(Extracted data entries)

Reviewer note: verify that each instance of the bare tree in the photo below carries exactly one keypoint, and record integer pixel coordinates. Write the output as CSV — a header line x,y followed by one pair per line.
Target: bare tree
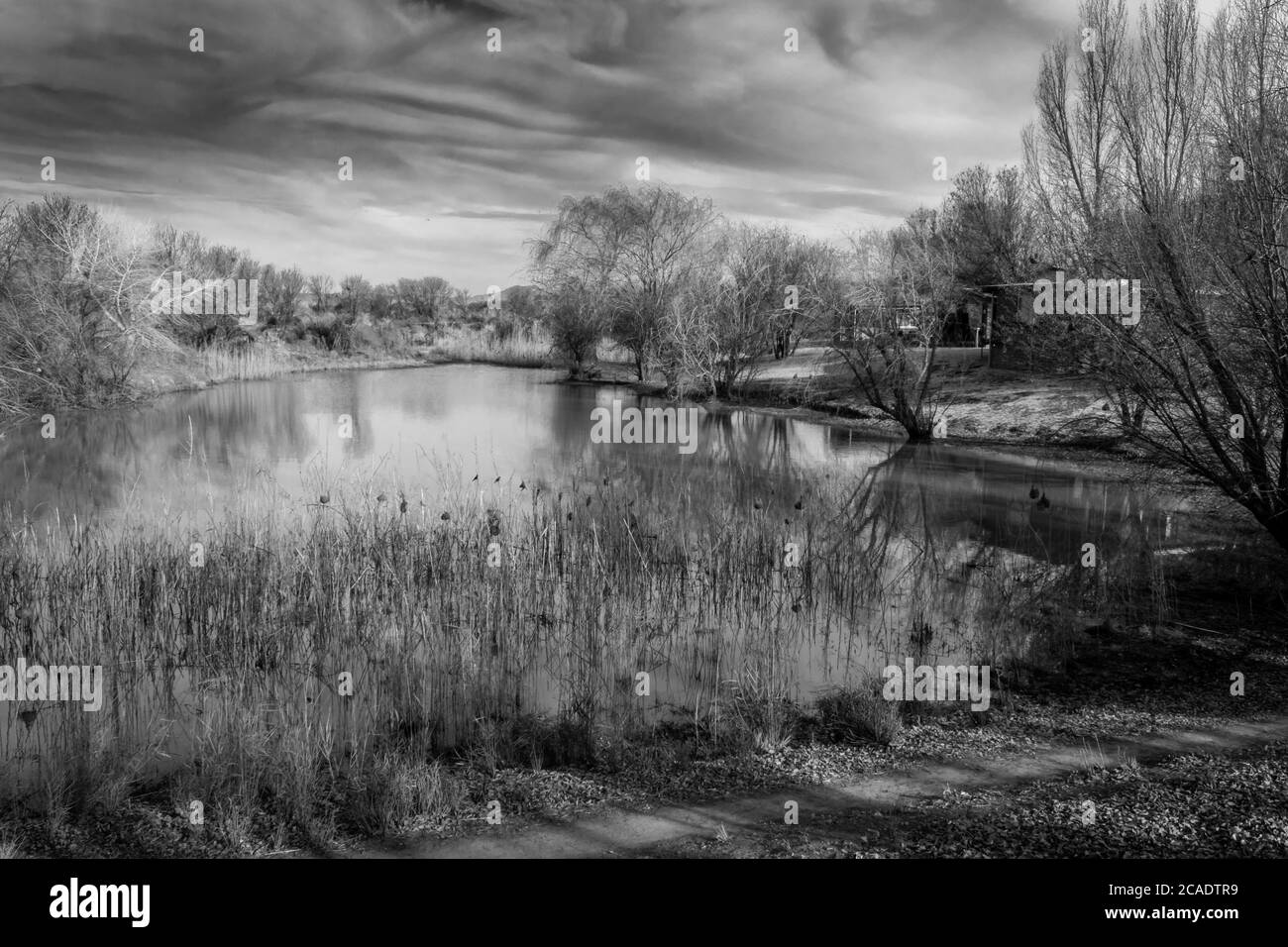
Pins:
x,y
355,294
888,305
1205,129
321,286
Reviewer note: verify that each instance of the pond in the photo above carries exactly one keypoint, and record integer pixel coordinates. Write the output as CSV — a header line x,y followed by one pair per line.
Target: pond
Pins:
x,y
923,553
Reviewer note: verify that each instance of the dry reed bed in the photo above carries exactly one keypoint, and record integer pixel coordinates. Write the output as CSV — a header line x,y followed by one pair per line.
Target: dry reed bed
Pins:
x,y
227,677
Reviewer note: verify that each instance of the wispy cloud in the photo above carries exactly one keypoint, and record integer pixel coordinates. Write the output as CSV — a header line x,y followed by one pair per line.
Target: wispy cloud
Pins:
x,y
467,150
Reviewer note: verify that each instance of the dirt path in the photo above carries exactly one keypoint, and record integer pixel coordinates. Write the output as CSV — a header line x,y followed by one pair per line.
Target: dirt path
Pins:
x,y
619,832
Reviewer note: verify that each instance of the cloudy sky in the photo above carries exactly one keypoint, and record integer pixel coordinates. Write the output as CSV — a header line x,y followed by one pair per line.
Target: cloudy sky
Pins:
x,y
459,155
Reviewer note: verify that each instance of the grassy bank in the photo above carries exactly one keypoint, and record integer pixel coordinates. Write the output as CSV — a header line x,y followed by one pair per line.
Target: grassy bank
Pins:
x,y
368,663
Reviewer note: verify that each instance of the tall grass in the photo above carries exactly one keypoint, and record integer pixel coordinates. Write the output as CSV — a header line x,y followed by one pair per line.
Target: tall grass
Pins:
x,y
522,351
245,364
329,648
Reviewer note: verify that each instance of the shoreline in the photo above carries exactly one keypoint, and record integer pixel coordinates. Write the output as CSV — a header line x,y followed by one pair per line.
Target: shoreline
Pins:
x,y
772,397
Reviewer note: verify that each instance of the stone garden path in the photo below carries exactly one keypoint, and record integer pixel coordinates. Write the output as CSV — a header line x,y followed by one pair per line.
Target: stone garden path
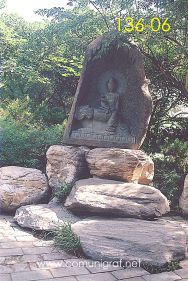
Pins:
x,y
24,257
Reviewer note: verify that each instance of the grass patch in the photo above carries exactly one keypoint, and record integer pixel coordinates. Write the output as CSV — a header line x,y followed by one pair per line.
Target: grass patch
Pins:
x,y
63,191
67,240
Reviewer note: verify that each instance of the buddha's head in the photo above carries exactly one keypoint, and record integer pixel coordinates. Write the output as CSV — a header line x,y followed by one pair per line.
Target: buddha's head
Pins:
x,y
112,85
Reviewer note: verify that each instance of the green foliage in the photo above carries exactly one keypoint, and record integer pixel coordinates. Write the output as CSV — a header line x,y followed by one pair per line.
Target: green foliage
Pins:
x,y
63,191
65,239
23,146
171,166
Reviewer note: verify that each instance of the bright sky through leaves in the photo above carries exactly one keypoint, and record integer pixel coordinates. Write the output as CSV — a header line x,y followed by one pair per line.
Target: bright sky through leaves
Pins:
x,y
26,8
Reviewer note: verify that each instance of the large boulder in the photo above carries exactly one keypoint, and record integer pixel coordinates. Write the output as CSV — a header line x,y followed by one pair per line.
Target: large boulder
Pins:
x,y
152,243
21,186
121,164
65,164
183,202
43,217
107,197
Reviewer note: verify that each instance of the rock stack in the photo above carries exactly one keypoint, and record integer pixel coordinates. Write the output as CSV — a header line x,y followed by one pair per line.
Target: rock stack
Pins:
x,y
110,177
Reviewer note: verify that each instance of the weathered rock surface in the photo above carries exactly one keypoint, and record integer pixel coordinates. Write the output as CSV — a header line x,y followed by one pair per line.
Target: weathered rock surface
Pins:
x,y
65,164
43,217
21,186
154,243
183,202
116,115
121,164
107,197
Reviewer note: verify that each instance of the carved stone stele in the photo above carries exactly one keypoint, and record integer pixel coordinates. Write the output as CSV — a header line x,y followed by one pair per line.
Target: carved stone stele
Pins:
x,y
112,105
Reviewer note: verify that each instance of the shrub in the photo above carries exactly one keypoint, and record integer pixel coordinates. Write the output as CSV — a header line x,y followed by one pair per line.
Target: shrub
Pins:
x,y
67,240
171,167
26,146
63,191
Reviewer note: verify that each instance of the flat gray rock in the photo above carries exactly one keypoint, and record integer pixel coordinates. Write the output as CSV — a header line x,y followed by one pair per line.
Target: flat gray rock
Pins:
x,y
65,164
107,197
21,186
43,217
153,243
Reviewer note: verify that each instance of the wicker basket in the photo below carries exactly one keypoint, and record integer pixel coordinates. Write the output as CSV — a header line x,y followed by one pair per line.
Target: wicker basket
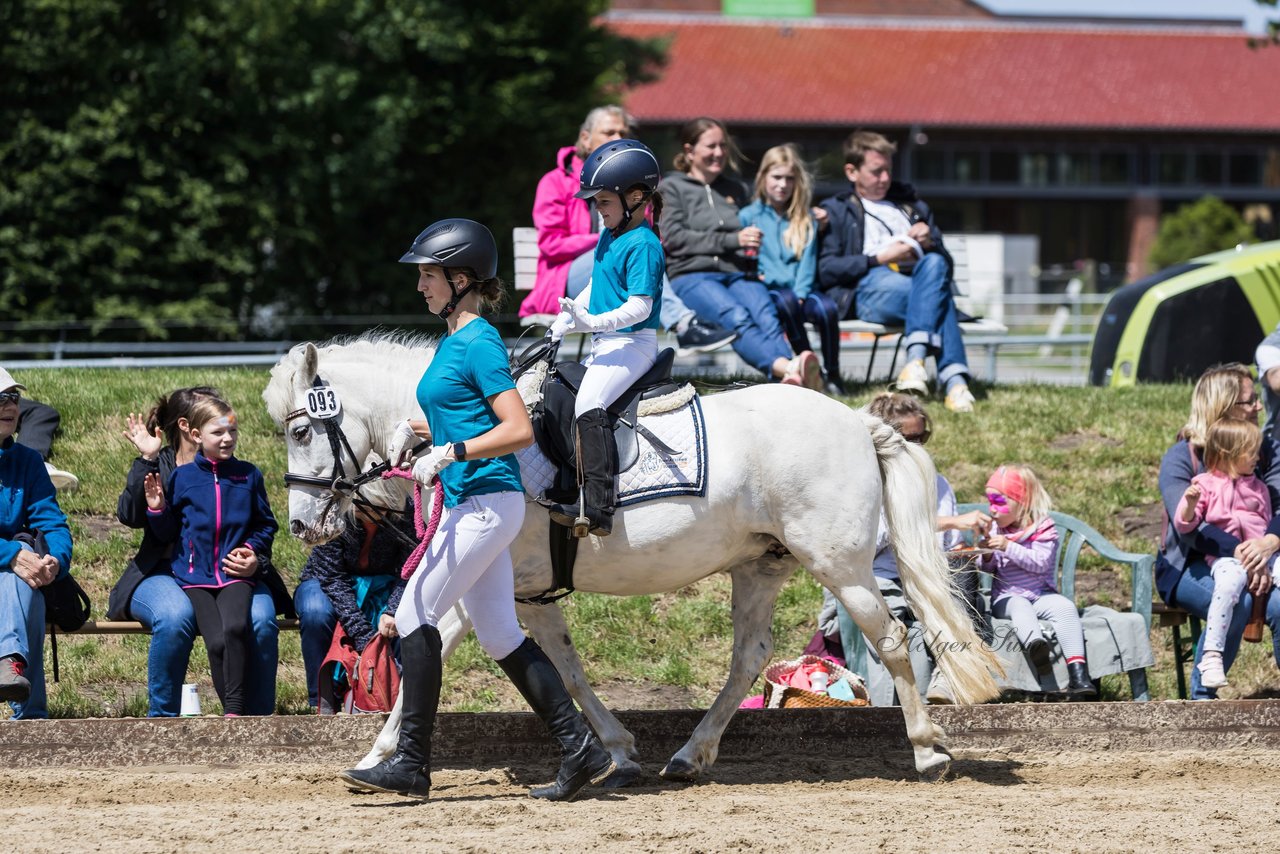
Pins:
x,y
780,695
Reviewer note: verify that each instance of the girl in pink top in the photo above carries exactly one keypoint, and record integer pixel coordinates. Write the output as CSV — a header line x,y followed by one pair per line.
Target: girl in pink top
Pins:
x,y
1229,496
1024,557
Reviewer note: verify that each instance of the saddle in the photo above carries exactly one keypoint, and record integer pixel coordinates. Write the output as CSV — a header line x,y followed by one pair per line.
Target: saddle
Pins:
x,y
553,419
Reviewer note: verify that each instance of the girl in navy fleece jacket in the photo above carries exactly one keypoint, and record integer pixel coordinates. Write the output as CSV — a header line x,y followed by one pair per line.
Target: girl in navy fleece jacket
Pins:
x,y
220,521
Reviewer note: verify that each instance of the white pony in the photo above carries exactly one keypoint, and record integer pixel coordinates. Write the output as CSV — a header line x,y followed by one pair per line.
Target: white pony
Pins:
x,y
795,479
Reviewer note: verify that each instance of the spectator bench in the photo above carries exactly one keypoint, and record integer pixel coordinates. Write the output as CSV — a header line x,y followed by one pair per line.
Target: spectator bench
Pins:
x,y
986,332
1115,642
135,628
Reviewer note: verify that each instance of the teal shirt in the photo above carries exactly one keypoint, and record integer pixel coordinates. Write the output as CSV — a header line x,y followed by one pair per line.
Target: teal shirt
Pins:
x,y
469,368
780,266
627,266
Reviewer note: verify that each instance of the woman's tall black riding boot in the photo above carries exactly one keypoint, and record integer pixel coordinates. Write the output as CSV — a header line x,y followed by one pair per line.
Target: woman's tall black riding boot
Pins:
x,y
599,464
584,759
408,771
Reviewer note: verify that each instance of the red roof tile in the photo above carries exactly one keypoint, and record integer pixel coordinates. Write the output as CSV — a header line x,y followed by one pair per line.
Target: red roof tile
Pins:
x,y
1028,76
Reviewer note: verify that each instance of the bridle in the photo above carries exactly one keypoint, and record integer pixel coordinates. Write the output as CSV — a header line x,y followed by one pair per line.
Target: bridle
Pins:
x,y
338,484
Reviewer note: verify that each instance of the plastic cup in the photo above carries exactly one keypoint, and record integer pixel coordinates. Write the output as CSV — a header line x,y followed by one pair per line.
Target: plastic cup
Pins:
x,y
190,700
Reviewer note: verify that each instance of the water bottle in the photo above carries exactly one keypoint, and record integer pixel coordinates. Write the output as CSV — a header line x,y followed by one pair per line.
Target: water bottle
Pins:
x,y
818,680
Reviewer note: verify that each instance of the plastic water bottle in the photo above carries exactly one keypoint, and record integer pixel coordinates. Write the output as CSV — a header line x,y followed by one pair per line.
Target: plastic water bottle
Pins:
x,y
818,681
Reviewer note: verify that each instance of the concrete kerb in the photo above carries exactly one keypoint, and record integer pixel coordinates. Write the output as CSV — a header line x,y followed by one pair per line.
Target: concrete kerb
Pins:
x,y
487,739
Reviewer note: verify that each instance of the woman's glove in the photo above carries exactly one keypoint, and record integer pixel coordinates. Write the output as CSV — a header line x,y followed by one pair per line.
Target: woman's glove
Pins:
x,y
401,443
430,465
561,325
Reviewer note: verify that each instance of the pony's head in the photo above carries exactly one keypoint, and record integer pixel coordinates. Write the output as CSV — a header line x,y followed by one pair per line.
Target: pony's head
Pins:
x,y
337,405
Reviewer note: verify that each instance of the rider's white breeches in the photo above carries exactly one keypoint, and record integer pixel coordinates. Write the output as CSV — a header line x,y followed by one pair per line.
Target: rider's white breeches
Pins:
x,y
469,560
617,360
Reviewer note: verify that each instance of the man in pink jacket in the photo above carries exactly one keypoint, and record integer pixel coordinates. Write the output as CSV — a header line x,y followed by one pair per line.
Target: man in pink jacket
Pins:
x,y
567,233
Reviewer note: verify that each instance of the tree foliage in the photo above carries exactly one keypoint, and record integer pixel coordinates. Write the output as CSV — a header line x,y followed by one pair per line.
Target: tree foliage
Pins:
x,y
1205,225
209,159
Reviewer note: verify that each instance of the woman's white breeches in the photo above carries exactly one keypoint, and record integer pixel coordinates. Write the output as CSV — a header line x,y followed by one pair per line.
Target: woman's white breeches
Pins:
x,y
469,560
617,360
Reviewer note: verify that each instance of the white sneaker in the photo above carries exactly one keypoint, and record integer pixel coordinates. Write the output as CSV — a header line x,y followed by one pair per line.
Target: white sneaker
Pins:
x,y
913,378
960,400
1211,670
940,689
63,480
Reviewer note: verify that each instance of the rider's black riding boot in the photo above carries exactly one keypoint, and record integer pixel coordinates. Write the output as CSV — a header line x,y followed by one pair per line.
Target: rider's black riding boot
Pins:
x,y
408,771
1078,680
584,759
599,464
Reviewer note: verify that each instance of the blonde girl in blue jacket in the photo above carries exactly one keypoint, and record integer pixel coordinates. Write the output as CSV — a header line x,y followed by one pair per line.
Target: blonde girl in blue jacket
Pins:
x,y
220,521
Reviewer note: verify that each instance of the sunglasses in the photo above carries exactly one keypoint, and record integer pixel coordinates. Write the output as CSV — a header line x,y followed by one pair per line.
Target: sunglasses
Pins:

> **SHORT PROBLEM**: Please copy the lines above verbatim, from the line containing "Reviewer note: verify that each instance of the white sneaker" through the last line.

> **ANSWER**:
Reviewer note: verify that each instance of the white sneaker in the photo above carries exactly one keypoint, and record integer pixel coordinates. Write the output as CSV — a header line x,y followed by one pair per line.
Target: white sneaker
Pins:
x,y
913,378
960,400
1211,670
940,689
63,480
Reviewer note: verify that each instance of the rider's black riding boot in the photo above carries exactly one keypoint, and record integer pixel coordinates. Write the output as CSV — a header line x,y followed by one pair per line.
Target: rider's black riding boot
Pins:
x,y
408,771
1078,680
584,759
599,464
Reviewer note: verify that each instance of the blonde girl in blue jacket in the photo above carries exactly one keypoint, and record integer pixel coordinates. Write the output as CSV — a header line x,y followed by one pair per line.
Target: blonde girl in blue jacket
Pins:
x,y
220,521
Reviewer note: verify that each instance of the sunglasses in the photo above carries exactly one keypoint, and record integer pixel coordinates. Write the output as CSV — a header line x,y followed by one pair per line.
Target: sunglasses
Pins:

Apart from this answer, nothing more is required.